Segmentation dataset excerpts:
______

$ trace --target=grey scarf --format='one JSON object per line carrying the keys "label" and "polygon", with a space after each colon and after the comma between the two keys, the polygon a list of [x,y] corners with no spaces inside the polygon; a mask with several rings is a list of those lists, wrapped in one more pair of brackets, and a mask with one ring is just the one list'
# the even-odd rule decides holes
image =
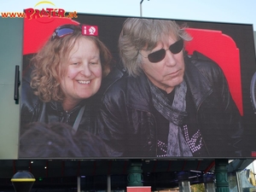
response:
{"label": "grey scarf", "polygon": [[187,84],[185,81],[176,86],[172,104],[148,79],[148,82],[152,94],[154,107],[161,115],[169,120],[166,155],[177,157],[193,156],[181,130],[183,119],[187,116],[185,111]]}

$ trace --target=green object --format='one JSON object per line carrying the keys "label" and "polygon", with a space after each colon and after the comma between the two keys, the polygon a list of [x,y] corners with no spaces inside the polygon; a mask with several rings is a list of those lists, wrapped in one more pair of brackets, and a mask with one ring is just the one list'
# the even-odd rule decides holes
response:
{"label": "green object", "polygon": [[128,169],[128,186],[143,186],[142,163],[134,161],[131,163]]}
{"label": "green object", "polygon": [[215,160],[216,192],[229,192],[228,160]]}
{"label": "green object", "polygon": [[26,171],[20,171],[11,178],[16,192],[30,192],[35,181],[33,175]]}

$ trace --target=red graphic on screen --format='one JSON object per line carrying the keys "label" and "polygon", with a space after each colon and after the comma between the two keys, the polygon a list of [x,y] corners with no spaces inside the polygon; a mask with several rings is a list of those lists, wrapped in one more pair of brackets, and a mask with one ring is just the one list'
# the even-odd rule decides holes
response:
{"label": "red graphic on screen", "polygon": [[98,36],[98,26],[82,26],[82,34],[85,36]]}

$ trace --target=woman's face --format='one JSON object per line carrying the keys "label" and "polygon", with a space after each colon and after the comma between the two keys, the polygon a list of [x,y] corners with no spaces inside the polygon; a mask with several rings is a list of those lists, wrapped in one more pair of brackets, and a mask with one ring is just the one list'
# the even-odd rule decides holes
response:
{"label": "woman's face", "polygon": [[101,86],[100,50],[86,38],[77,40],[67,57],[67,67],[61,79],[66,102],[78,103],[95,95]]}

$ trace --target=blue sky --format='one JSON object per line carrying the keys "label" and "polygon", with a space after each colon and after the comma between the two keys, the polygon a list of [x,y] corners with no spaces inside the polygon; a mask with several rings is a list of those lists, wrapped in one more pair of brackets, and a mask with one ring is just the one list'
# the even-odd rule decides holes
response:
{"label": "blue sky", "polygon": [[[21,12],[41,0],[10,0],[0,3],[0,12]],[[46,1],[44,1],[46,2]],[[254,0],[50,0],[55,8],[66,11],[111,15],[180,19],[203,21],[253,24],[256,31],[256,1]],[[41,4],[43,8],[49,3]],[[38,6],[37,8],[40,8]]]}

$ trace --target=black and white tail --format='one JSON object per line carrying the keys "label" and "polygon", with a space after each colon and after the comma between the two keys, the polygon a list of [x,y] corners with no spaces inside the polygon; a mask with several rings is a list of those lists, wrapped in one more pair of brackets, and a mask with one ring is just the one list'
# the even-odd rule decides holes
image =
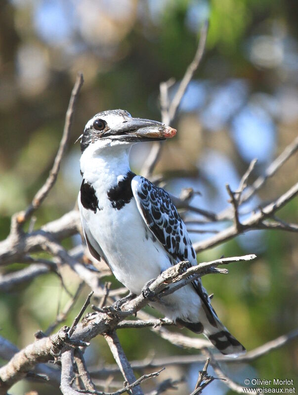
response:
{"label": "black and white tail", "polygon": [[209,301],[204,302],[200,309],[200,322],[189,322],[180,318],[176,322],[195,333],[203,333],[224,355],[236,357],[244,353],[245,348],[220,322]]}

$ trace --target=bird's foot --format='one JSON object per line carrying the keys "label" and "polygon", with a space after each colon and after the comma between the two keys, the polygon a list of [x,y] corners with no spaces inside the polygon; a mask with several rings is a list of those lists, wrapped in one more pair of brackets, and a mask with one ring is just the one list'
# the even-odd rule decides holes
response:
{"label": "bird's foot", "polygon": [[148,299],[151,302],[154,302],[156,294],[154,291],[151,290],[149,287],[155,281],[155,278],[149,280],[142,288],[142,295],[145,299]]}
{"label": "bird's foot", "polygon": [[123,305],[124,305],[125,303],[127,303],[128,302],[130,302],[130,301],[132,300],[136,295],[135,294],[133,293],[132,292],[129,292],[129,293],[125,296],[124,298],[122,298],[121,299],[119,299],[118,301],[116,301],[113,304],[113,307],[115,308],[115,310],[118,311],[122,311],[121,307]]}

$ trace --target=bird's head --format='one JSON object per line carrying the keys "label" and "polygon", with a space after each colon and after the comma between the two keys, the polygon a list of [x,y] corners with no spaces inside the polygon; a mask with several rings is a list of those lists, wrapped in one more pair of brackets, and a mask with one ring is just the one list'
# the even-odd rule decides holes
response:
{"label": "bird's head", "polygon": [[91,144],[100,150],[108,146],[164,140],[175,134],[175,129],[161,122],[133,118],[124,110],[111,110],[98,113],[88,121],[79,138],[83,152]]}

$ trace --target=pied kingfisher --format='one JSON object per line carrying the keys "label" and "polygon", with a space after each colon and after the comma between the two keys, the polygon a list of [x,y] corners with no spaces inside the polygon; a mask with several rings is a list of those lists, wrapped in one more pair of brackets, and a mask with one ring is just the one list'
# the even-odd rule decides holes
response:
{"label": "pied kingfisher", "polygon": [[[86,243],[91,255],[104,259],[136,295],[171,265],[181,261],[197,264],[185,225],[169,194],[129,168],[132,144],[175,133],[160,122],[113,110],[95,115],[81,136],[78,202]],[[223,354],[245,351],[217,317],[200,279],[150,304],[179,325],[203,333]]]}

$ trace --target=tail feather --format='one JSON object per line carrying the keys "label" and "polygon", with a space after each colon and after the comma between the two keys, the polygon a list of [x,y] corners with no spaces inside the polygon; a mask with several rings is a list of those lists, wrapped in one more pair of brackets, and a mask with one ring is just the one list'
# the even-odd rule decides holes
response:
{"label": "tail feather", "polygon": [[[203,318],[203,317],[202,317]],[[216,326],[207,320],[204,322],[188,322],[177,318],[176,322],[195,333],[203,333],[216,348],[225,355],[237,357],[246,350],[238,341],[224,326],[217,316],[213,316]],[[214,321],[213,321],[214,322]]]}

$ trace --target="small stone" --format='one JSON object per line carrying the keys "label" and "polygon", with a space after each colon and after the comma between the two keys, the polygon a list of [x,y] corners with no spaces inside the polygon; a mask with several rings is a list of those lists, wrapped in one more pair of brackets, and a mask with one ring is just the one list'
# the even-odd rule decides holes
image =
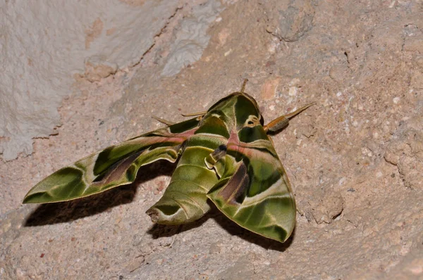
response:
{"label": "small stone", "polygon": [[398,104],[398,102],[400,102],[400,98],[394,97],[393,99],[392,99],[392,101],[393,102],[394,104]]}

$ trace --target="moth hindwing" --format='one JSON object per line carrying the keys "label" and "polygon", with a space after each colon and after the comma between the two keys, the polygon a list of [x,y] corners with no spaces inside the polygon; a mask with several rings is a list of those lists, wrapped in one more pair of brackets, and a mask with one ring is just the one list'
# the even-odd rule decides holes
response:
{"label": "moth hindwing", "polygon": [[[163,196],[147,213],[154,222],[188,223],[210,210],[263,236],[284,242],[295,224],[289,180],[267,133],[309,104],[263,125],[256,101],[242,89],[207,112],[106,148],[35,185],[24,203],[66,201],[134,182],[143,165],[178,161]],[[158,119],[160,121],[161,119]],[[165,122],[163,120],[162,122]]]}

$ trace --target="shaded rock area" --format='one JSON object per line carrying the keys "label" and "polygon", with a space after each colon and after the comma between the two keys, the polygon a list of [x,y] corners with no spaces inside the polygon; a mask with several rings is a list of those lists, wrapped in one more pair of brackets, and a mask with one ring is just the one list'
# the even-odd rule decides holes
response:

______

Aim of the exercise:
Repeat everything in the records precisely. Images are excluded from the copy.

Finished task:
$ trace --target=grey scarf --format='one JSON object per line carrying the keys "label" and "polygon", with a space after each colon and after the comma between the two keys, the polygon a list of [x,y] corners with no spaces inside the polygon; a mask with several rings is a list of those lists, wrapped in one more pair of brackets, and a mask with one ring is just the one list'
# the even-odd rule decides holes
image =
response:
{"label": "grey scarf", "polygon": [[187,84],[185,81],[176,86],[172,104],[148,79],[148,82],[152,94],[154,107],[161,115],[169,120],[166,155],[177,157],[193,156],[181,130],[183,119],[187,116],[185,111]]}

$ trace --target=green object --format='one JSON object per line carrying the keys "label" and "polygon", with a space after each colon and after the comma between the two keys, the polygon a list of [x,y] corners with no spaces inside the polygon; a mask with several rings is a list of those lists, wrapped in one more pair of brackets, and a mask with one ring is just the one list'
# the even-odd rule decides holes
response:
{"label": "green object", "polygon": [[128,169],[128,186],[143,186],[142,163],[134,161],[131,163]]}
{"label": "green object", "polygon": [[215,160],[216,192],[229,192],[228,160]]}
{"label": "green object", "polygon": [[26,171],[20,171],[11,178],[16,192],[30,192],[35,181],[33,175]]}

$ trace --target=red graphic on screen --format='one JSON object per line carrying the keys "label" and "polygon", with a space after each colon and after the comma between the two keys, the polygon a list of [x,y] corners with no spaces inside the polygon; a mask with several rings is a list of those lists, wrapped in one more pair of brackets, and a mask with one ring is just the one list'
# the even-odd rule decides holes
response:
{"label": "red graphic on screen", "polygon": [[98,36],[98,26],[82,26],[82,34],[85,36]]}

$ trace --target=woman's face --format='one JSON object per line carrying the keys "label" and "polygon", with a space after each colon and after the comma between the two keys, the polygon a list of [x,y] corners with no spaces inside the polygon; a mask with several rings is a list of those lists, wrapped in one more pair of brackets, and a mask with one ring is just the one list'
# the even-odd rule decides holes
response:
{"label": "woman's face", "polygon": [[101,86],[100,50],[86,38],[77,40],[67,57],[67,67],[61,79],[66,102],[78,103],[95,95]]}

$ trace --target=blue sky --format='one JSON object per line carrying the keys "label" and "polygon", with a space after each colon and after the comma between the two keys, the polygon a list of [x,y] corners with no spaces inside the polygon; a mask with several rings is a list of those lists, wrapped in one more pair of brackets, and a mask with one ring is just the one list'
# the even-odd rule decides holes
response:
{"label": "blue sky", "polygon": [[[21,12],[41,0],[10,0],[0,3],[0,12]],[[46,1],[44,1],[46,2]],[[254,0],[50,0],[55,8],[66,11],[111,15],[180,19],[203,21],[253,24],[256,31],[256,1]],[[41,4],[43,8],[49,3]],[[38,6],[37,8],[40,8]]]}

$ trace --target=black and white tail --format='one JSON object per line carrying the keys "label" and "polygon", with a space after each colon and after the comma between the two keys, the polygon a list of [x,y] corners with no spaces inside the polygon; a mask with several rings is a list of those lists, wrapped in one more pair of brackets, and a mask with one ring is just the one list'
# the even-odd rule decides holes
image =
response:
{"label": "black and white tail", "polygon": [[209,301],[204,302],[200,309],[200,322],[189,322],[180,318],[176,322],[195,333],[203,333],[224,355],[236,357],[244,353],[245,348],[220,322]]}

$ trace --target=bird's foot --format='one JSON object per line carrying the keys "label" and "polygon", with a space after each colon and after the comma between the two keys, the polygon a list of [x,y] corners with no spaces inside the polygon; a mask with several rings is a list of those lists, wrapped in one more pair of brackets, and a mask with one ring is just the one list'
# the even-odd rule decides holes
response:
{"label": "bird's foot", "polygon": [[148,299],[151,302],[154,302],[156,294],[154,291],[151,290],[149,287],[155,281],[155,278],[149,280],[142,288],[142,295],[145,299]]}
{"label": "bird's foot", "polygon": [[123,305],[124,305],[125,303],[127,303],[128,302],[130,302],[130,301],[132,300],[136,295],[135,294],[133,293],[132,292],[129,292],[129,293],[125,296],[124,298],[122,298],[121,299],[119,299],[118,301],[116,301],[113,304],[113,307],[115,308],[115,310],[118,311],[122,311],[121,307]]}

$ trace --target=bird's head --format='one JSON object per line carrying the keys "label" and "polygon", with a space after each colon and after the comma between the two keys, the polygon a list of [x,y] corners with no spaces inside the polygon; a mask with several rings is a list of those lists, wrapped in one more pair of brackets, and a mask with one ring is just the one list'
# the even-odd rule decides holes
response:
{"label": "bird's head", "polygon": [[91,144],[100,150],[108,146],[164,140],[175,134],[175,129],[161,122],[133,118],[124,110],[111,110],[98,113],[88,121],[79,138],[83,152]]}

$ trace --target=pied kingfisher --format='one JSON object per line carrying the keys "label" and "polygon", with a space after each colon and after the comma between the two keys, the polygon a list of [x,y] corners with no spaces inside the polygon; a mask with several rings is a list of those lists, wrapped in one more pair of brackets, and a mask with one ring is just the one list'
# the even-odd rule decides holes
response:
{"label": "pied kingfisher", "polygon": [[[86,243],[91,255],[104,259],[136,295],[171,265],[181,261],[197,264],[185,225],[169,194],[129,168],[132,144],[175,133],[160,122],[113,110],[95,115],[81,136],[78,202]],[[223,354],[245,351],[217,317],[200,279],[150,304],[179,325],[203,333]]]}

$ trace --target=tail feather --format='one JSON object per line carrying the keys "label" and "polygon", with a space after each colon and after the comma between the two keys, the polygon a list of [x,y] corners with no spaces inside the polygon; a mask with several rings is a list of those lists, wrapped in one more pair of brackets, and a mask with one ring is just the one list'
# the even-odd rule decides holes
response:
{"label": "tail feather", "polygon": [[[203,318],[203,317],[202,317]],[[216,326],[207,320],[204,322],[188,322],[177,318],[176,322],[195,333],[203,333],[216,348],[225,355],[237,357],[246,350],[238,341],[224,326],[217,316],[213,316]],[[214,321],[213,321],[214,322]]]}

$ trace --target="small stone" --format='one JSON object per line carrying the keys "label" and "polygon", with a space after each colon and after the comma between the two keys, the polygon a list of [x,y] corners with no spaces inside the polygon; a mask with several rings is a list of those lists, wrapped in one more pair of brackets, and a mask with one ring is just the one list'
# the even-odd rule decides holes
image =
response:
{"label": "small stone", "polygon": [[398,104],[398,102],[400,102],[400,98],[394,97],[393,99],[392,99],[392,101],[393,102],[394,104]]}

$ trace --target="moth hindwing" --format='one JSON object per line carrying the keys "label" and "polygon", with a space after each colon and after the comma between the two keys, the polygon a list of [x,y] corners with no spaces inside the polygon; a mask with several rings is a list of those lists, wrapped in one more pair of brackets, and a mask with one ring is just the one list'
# the even-odd rule decides holes
response:
{"label": "moth hindwing", "polygon": [[[163,196],[147,213],[154,222],[188,223],[210,210],[263,236],[284,242],[295,224],[289,180],[267,133],[309,104],[263,125],[256,101],[242,89],[207,112],[106,148],[35,185],[24,203],[66,201],[134,182],[143,165],[178,161]],[[158,119],[160,121],[161,119]],[[165,122],[163,120],[162,122]]]}

$ trace --target="shaded rock area" --format='one JSON object per line carrying the keys "label" and "polygon", with a space after each colon and after the comma between the two keys, the polygon a list of [x,y] corners with no spaces inside the polygon; a mask with several rings is a list of those lists, wrapped in one more pair of brackets, and a mask with one ring is just the one list'
# the even-odd rule decides holes
response:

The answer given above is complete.